**Given request**
Could you pull out, word for word, the stretch of the entries below that begins with the line containing "For this dataset, tag each instance of the thin dark" and runs through the end of the entries, both ends included, and nothing else?

**Recorded data**
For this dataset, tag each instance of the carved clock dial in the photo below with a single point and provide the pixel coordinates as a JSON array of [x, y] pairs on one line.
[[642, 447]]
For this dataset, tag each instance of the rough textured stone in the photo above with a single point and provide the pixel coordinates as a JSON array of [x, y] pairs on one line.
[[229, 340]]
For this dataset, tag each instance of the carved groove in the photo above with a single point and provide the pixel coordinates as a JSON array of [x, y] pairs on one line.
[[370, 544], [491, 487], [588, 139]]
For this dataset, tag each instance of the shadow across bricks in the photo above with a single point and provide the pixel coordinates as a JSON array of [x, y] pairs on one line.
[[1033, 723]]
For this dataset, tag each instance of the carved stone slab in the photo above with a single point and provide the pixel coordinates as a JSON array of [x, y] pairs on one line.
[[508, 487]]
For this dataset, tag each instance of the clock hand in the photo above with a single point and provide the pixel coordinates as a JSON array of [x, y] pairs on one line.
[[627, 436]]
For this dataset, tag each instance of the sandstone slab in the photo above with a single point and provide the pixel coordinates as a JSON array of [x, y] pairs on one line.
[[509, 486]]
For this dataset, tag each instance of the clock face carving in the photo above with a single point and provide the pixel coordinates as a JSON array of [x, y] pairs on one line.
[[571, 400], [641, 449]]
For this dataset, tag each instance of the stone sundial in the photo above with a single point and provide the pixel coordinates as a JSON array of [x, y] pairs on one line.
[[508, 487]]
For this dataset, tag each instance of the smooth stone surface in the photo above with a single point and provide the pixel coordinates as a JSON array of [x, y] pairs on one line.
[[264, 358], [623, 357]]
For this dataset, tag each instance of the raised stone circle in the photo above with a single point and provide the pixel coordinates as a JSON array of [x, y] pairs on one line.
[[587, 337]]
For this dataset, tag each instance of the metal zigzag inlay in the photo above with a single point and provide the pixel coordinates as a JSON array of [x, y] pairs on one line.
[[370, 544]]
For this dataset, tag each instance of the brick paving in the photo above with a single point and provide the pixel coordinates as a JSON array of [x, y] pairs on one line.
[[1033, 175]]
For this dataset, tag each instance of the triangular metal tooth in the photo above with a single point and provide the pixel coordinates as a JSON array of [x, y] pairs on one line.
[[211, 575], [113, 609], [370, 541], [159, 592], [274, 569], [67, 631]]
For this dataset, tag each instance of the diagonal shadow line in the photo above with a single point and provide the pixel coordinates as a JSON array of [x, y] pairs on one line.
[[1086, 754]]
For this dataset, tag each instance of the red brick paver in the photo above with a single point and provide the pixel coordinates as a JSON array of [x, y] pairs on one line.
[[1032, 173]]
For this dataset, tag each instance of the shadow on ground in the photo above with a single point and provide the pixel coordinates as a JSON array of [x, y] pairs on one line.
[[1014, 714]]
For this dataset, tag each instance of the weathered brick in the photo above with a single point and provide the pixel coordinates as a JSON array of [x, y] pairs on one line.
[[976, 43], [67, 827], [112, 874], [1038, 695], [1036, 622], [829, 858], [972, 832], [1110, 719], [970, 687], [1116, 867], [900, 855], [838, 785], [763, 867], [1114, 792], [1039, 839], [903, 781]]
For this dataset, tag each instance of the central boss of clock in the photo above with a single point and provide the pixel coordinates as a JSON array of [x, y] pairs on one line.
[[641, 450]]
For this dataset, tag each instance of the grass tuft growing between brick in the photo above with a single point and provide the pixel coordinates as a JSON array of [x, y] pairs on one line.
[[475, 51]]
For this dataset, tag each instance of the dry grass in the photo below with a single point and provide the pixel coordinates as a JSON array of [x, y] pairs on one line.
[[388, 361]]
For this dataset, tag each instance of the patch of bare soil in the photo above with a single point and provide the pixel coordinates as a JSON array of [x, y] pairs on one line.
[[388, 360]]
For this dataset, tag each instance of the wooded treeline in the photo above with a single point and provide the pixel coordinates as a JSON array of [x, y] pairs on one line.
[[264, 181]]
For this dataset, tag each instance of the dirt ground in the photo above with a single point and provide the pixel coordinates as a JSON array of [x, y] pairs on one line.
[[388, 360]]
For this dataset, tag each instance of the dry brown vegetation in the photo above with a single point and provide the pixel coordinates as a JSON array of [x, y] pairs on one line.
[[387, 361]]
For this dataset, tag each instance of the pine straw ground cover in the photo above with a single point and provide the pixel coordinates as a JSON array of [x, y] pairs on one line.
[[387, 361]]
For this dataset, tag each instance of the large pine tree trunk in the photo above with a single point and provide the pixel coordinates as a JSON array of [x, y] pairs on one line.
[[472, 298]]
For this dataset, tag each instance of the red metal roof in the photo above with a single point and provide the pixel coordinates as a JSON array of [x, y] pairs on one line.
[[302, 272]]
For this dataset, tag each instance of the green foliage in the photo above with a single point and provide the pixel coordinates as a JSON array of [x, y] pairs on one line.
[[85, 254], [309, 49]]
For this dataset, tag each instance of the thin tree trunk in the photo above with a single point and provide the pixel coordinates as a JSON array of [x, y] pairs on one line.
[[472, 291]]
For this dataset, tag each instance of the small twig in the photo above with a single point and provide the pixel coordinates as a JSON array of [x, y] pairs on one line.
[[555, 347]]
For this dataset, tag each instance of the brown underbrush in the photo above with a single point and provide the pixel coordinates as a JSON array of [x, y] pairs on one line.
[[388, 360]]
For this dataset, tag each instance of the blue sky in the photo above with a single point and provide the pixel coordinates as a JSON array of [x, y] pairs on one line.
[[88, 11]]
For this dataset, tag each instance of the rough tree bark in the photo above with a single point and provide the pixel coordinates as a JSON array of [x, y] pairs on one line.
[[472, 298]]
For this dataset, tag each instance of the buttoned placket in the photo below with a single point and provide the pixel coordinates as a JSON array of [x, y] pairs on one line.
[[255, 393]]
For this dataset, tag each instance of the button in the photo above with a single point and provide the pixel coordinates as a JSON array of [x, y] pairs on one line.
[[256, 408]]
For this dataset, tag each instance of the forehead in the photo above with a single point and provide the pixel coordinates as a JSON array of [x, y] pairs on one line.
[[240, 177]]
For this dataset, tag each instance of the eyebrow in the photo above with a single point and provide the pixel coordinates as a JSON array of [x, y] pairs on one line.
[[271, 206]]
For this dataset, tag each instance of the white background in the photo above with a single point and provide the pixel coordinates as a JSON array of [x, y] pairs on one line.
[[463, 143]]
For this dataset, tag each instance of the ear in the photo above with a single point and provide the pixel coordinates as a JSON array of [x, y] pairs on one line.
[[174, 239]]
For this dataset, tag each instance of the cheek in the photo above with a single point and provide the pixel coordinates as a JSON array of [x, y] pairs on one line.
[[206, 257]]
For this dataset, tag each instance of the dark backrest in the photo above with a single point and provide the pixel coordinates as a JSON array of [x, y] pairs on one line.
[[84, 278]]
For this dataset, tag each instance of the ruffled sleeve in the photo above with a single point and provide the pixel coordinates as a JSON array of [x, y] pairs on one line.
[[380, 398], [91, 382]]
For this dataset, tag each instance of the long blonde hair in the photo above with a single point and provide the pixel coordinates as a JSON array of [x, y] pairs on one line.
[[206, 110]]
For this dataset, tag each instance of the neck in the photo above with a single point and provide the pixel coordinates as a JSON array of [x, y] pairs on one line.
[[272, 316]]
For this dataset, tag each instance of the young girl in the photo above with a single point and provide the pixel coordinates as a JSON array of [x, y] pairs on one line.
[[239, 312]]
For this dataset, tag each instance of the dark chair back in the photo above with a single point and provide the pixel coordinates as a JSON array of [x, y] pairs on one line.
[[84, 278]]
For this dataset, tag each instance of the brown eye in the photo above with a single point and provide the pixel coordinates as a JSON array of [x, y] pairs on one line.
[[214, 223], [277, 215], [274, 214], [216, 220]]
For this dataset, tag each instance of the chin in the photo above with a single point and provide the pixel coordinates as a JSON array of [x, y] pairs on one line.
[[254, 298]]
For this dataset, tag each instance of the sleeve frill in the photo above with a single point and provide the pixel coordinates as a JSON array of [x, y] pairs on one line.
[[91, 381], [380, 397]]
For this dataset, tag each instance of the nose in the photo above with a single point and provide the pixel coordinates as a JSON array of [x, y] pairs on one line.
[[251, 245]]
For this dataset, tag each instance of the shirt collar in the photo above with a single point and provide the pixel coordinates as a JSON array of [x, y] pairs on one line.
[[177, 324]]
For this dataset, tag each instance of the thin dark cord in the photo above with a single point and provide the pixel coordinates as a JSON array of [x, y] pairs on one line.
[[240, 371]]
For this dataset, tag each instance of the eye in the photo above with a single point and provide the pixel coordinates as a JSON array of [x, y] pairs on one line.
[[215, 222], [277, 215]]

**Answer to the problem**
For this dataset, tag each instance of the thin dark cord in the photo above with a single point and provide the pixel coordinates as a JSON array of [x, y] pairs on one line.
[[240, 371]]
For this dataset, tag each instance of the eye in the photo above with a single point and provide the pixel coordinates as a JSON array of [x, y] pairs on one line.
[[215, 222], [277, 215]]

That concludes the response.